◆ **YOUR TASKS**
**a.** Summarize the stealth mission account in two sentences.
**b.** List every number the stealth mission account states, noting what each one counts.
**c.** Continue the stealth mission account from its final sentence.

◆ **SOURCE EXCERPT**
## BEGIN

We flew in twos, but you don’t see your partner, so the guys that first night saw the skies over Baghdad and just figured we’d lost airplanes and pilots. Then, once safely back across the border, we joined up and saw that everyone was okay and we were amazed, overjoyed, and deeply moved. No one had suffered as much as a hit or even a near miss. That stealth shit had really worked.
It took only about two or three missions before most of us didn’t even bother to glance out at the flak bursting all around us. We took advantage of their blind firing. We’d delay an attack five minutes knowing they’d have to stop firing to cool down their guns—then we’d come in and hit them. We drew all the demanding high-precision bombing of the most heavily defended, highest-priority targets. The powers that be decided to use B-52s to pour down bombs on the big North Taji military industrial complex. But it was protected by surface-to-air missiles that could knock down our bombing armada. So we went in the night before and took out all fifteen missile sites using ten stealth airplanes. They never saw us coming. That mission won us a standing ovation from General Schwarzkopf and the other brass monitoring us back in the coalition war room.

## END

◆ **RECORD SET**
## BEGIN

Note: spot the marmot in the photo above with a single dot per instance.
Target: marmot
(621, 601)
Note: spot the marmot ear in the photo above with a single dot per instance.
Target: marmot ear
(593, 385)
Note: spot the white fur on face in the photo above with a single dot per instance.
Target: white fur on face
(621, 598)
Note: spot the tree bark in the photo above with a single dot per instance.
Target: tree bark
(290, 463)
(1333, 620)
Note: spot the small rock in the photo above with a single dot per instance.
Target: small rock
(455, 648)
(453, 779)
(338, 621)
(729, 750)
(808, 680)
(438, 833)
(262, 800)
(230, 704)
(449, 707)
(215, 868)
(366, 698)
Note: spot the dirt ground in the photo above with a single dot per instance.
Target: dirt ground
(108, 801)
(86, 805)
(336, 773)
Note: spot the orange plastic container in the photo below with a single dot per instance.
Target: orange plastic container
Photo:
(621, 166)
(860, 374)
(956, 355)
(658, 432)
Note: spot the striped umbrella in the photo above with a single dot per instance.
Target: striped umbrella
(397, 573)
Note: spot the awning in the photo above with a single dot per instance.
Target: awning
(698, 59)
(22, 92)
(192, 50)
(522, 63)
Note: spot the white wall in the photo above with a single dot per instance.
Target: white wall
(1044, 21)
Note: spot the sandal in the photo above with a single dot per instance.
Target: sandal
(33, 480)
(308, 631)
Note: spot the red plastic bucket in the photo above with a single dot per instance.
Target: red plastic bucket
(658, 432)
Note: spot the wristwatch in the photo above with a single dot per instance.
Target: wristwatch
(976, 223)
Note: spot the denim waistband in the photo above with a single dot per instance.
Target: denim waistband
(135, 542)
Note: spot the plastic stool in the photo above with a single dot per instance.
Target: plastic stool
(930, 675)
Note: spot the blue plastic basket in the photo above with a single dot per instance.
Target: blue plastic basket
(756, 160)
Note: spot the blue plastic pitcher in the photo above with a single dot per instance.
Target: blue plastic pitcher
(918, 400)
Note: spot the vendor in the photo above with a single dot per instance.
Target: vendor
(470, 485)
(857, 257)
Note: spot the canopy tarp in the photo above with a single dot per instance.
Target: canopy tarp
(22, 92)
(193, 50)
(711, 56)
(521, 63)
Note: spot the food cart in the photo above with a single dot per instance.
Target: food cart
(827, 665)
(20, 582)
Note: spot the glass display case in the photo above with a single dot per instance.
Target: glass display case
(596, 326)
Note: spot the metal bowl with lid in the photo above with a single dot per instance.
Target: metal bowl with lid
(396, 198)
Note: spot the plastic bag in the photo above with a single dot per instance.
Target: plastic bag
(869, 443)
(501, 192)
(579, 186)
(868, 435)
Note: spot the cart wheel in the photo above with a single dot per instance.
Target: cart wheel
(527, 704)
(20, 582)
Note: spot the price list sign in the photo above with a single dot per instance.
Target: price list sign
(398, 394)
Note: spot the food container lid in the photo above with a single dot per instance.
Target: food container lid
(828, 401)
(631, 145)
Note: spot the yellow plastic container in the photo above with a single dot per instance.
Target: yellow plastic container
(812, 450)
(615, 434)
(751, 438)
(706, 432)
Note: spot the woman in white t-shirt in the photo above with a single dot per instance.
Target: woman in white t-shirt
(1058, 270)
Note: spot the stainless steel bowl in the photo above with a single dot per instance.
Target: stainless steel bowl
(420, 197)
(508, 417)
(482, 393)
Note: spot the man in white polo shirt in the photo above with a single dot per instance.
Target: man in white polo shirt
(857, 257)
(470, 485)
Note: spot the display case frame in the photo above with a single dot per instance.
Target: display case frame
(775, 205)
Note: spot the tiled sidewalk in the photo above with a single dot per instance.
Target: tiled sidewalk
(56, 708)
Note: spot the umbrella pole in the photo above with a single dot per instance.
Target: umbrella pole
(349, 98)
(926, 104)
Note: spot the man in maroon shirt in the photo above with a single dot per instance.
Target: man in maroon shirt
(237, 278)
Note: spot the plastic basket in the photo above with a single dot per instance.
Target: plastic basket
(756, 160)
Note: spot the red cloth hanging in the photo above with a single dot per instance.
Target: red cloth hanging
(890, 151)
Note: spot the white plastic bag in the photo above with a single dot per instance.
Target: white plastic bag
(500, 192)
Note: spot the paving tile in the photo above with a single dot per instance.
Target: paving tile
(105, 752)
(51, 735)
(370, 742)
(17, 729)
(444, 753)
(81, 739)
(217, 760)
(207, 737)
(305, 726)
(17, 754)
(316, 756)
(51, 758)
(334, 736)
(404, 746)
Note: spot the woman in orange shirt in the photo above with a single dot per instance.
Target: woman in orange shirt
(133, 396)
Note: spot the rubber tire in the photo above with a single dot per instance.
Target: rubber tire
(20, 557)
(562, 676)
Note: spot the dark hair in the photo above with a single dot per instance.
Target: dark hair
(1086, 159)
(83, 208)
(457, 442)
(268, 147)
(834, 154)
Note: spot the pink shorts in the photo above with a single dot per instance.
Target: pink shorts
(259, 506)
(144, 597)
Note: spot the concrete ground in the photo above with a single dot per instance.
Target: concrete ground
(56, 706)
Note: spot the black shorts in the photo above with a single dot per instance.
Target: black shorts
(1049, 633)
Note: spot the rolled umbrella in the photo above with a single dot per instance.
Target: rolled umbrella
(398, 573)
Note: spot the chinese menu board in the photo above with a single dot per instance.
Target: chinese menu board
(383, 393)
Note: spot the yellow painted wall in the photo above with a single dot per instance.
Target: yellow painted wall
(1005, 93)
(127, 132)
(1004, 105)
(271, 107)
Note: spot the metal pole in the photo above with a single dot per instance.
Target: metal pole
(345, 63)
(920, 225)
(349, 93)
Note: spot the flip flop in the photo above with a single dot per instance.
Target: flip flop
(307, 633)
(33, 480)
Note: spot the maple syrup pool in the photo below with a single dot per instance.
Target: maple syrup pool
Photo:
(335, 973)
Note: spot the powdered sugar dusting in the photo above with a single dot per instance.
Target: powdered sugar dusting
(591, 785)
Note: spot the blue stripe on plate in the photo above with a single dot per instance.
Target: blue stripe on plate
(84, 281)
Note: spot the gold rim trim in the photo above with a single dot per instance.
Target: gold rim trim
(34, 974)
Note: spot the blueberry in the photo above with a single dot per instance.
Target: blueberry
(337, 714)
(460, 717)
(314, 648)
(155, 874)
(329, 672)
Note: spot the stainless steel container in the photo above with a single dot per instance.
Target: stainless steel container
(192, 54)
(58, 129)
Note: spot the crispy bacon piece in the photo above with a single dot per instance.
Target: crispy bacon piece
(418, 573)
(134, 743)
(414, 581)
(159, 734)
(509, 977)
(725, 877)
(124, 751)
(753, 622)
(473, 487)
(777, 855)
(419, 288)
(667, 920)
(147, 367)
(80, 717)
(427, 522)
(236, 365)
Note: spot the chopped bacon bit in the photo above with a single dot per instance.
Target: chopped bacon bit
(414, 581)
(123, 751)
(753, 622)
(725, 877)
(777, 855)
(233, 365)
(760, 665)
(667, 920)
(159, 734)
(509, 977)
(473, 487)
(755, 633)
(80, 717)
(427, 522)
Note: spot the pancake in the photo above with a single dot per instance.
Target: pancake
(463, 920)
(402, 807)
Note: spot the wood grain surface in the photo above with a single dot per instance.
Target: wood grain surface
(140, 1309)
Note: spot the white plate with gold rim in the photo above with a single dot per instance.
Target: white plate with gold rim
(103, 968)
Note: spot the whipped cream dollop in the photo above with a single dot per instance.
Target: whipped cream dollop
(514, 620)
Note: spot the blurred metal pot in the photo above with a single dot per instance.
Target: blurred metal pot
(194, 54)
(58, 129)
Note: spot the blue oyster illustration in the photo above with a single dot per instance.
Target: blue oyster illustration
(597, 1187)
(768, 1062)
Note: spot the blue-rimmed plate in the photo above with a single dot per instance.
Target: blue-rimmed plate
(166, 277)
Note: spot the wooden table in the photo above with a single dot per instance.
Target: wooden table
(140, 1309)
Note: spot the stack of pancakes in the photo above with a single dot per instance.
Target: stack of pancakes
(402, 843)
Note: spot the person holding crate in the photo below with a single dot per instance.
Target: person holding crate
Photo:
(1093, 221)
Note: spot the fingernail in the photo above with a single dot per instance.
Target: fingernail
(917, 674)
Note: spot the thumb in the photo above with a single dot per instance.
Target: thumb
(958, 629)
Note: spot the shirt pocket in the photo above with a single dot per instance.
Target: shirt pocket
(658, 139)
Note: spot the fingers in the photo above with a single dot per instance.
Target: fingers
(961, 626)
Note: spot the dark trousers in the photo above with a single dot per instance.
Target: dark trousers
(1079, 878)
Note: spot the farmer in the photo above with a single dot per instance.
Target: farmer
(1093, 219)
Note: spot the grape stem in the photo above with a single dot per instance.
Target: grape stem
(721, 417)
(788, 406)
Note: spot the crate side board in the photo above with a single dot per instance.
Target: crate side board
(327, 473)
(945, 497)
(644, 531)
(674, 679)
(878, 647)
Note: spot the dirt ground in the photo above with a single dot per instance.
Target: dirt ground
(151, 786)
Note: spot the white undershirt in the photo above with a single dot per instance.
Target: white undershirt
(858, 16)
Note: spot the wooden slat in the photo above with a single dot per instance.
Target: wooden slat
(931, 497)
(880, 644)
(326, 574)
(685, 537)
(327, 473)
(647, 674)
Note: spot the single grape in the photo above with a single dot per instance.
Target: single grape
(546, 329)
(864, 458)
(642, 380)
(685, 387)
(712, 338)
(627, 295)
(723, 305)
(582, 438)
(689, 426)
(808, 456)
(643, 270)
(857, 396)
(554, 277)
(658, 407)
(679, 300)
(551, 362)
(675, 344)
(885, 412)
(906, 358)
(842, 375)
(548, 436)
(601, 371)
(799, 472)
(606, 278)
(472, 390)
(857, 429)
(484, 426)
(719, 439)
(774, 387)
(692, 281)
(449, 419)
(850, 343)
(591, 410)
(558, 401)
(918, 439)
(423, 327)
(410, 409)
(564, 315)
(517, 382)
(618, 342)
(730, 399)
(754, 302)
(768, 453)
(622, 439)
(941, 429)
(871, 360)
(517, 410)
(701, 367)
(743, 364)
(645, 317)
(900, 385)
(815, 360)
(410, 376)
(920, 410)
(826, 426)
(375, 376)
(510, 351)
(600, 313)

## END

◆ **WRITTEN ANSWERS**
**a.** After the first night over Baghdad, the pilots feared they had lost aircraft but found on rejoining that none had even been hit or nearly missed. They soon ignored the flak and exploited the enemy's blind firing, and before a B-52 raid on the North Taji military industrial complex, ten stealth airplanes destroyed all fifteen protecting missile sites, earning a standing ovation from General Schwarzkopf and the other brass.

**b.**
- Twos: the formation in which the pilots flew
- Two or three: the missions before most pilots stopped glancing at the flak
- Five: the minutes by which an attack would be delayed
- Fifteen: the missile sites taken out
- Ten: the stealth airplanes used to take out those sites

**c.**
Given our precision bombs we could locate the one communications node in a city block and take it out without inflicting collateral damage. We used to brag, “Just tell us whether you want to hit the men’s room or the ladies’ room and we’ll oblige.” Because of stealth we could arrive at target unseen and focus entirely on making a precision hit. Our GBU-27 laser-guided bomb could penetrate the most hardened bunker. We hit Saddam’s Simarra chemical bunkers with these bombs. They were eight feet of reinforced concrete, and we used the first bomb to pierce through the dense construction, then a second bomb followed down the same drilled hole made by the first and exploded with tremendous impact. About halfway through the war we began running low on bomb supplies and reverted to using a lighter bomb. Those GBU-10s bounced right off the roof of some hardened hangars at a forward Iraqi airbase called H-2. Intelligence reported the Iraqis were gleeful, felt they had finally defeated us at something, so they crammed these hangars with as many of their remaining jet fighters as they could. We waited for a couple of days, then went in with our heavier GBU-27s and blew that damned air base off the map.
Three other missions I remember with a lot of relish: we did some high-precision bombing and took out a Republican Guard barracks at a prison camp housing Kuwaiti prisoners, allowing them to escape. On another night, we took out Peter Arnett of CNN! I was at the base watching him broadcast—that guy was not wildly popular with many of us because we felt Saddam was just using him for propaganda—and we knew that in exactly six seconds our guys were going to hit the telecommunications center in downtown Baghdad and knock Arnett off the air. So we began counting out: “Five… Four… Three… Two… One.” The screen went blank. Right on cue, too. We cheered like nuts at a football game.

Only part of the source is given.